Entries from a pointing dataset
# # # # #

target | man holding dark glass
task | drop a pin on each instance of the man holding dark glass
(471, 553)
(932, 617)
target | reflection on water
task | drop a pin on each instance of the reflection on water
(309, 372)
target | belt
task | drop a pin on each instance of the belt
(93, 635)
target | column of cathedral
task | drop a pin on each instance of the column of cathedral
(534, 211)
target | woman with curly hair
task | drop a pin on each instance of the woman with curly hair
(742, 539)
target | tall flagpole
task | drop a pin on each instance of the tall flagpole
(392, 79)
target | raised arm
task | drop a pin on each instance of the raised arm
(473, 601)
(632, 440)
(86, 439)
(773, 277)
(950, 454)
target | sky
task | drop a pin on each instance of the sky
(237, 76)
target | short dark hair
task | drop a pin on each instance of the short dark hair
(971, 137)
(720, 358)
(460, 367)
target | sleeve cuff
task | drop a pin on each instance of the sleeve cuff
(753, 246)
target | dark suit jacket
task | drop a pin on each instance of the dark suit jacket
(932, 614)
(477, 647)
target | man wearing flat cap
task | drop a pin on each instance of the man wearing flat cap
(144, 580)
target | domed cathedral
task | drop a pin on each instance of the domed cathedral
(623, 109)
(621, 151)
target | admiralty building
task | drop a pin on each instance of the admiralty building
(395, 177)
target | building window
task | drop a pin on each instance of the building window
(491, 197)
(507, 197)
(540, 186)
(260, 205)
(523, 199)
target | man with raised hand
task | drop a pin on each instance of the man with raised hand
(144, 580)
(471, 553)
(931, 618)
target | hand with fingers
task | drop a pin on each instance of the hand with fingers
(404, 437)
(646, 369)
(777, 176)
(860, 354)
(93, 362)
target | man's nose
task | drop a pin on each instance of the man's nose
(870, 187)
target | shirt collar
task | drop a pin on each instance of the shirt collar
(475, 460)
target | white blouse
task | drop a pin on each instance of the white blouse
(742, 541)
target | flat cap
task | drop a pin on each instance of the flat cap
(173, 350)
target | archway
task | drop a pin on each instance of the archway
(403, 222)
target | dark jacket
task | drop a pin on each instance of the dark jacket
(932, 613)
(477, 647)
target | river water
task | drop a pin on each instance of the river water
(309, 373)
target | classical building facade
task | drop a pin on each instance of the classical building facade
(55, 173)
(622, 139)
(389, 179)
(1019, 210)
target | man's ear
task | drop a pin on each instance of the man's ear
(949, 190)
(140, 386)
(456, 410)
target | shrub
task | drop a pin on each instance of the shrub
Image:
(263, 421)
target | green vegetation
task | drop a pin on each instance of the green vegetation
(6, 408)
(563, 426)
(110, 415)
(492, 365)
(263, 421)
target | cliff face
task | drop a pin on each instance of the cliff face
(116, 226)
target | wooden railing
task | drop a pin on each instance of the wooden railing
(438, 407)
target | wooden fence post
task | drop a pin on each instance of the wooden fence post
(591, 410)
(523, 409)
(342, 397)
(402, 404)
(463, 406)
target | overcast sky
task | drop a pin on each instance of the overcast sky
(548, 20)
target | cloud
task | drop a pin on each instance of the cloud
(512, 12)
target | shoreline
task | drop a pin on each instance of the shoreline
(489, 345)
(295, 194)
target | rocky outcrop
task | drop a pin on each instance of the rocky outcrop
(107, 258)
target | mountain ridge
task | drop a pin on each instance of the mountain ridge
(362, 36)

# # # # #

Exercise details » Output all the records above as a two-column CSV with columns named instruction and points, one row per record. Put each value in a single quoted field, replacing any line breaks with spaces.

Task result »
instruction,points
"target | man holding dark glass task | drop a pin on each instance of the man holding dark glass","(471, 553) (932, 617)"
"target | reflection on water task | drop a pin on each instance of the reflection on water","(309, 372)"
"target | belt task | drop a pin on each instance of the belt","(93, 635)"
"target | column of cathedral task | drop a pin on each instance of the column of cathedral","(534, 211)"
"target | woman with curly hair task | drop a pin on each instance of the woman with curly hair","(742, 539)"
"target | tall flagpole task | drop a pin on each instance of the tall flagpole","(392, 79)"
"target | raised arm task | drop a pin on each instance of the raised arm","(473, 601) (632, 440) (86, 439) (773, 277) (950, 454)"
"target | sky task | drop a pin on each instance of the sky","(237, 76)"
"target | short dark hair task | drop a pin on each instance of the short dark hair","(971, 137) (720, 358) (460, 367)"
"target | sleeve cuff task | drop a pin on each instance of the sleeve cuff","(753, 246)"
"target | dark suit jacket task | drop a pin on each instance of the dark suit jacket","(932, 614) (477, 647)"
"target | man wearing flat cap task | drop a pin on each instance of the man wearing flat cap","(144, 580)"
"target | domed cathedral task | drop a pin on each instance of the domed cathedral","(623, 109) (621, 151)"
"target | admiralty building task | drop a pin on each instance of the admiralty building","(395, 177)"
"target | building window task | drop a pin on each instance of the building window","(491, 197) (507, 197) (540, 186) (260, 205) (523, 199)"
"target | man with raised hand task | drop a pin on each instance of the man with raised hand","(144, 580) (471, 553) (931, 618)"
"target | hand with fingers task | drop a pin on each instance of the hand with fingers","(404, 437) (646, 369) (777, 176) (860, 354) (93, 362)"
"target | man's nose task | drop a pin on each instance of the man's nose","(870, 187)"
"target | shirt collar task | drop a pin on each instance of the shirt collar","(475, 460)"
"target | white blouse task | drop a pin on each instance of the white blouse","(742, 541)"
"target | flat cap task | drop a pin on each instance of the flat cap","(173, 350)"
"target | archway task | drop a pin on each instance of the archway","(403, 222)"
"target | dark jacket task | drop a pin on each instance of the dark jacket","(932, 613) (477, 647)"
"target | river water task | drop a pin on each instance of the river water","(309, 373)"
"target | classical building facade task | drop a pin on each instance of the classical building facade","(55, 173) (622, 139) (389, 179) (1019, 210)"
"target | man's ear task | drop a pin on each instance of the man's ear","(949, 190) (140, 386) (456, 410)"
"target | shrub task | drop a pin on each instance of the shrub Image:","(263, 421)"
"target | green vegetation task | drop a pin on each instance of the green vegetation","(6, 408) (563, 426) (110, 415) (492, 365) (263, 421)"
"target | cliff face task | drop a pin on each instance of the cliff face","(116, 226)"
"target | wooden railing task | drop a pin on each instance of the wooden railing","(438, 407)"
"target | wooden fence post task | drop a pin on each instance of the wooden fence post","(591, 410) (523, 409) (342, 397) (402, 404) (463, 406)"
"target | overcast sky task | drop a pin on each instance of the overcast sky","(548, 20)"
"target | cloud task | drop a pin on each instance of the cloud","(512, 12)"
"target | shoreline task | drop a pin on each instance of the shoreline","(489, 345) (295, 194)"
"target | rocky outcrop task | drop a pin on each instance of the rocky outcrop","(107, 258)"
"target | mountain ridge task | drop a pin on each instance of the mountain ridge","(362, 36)"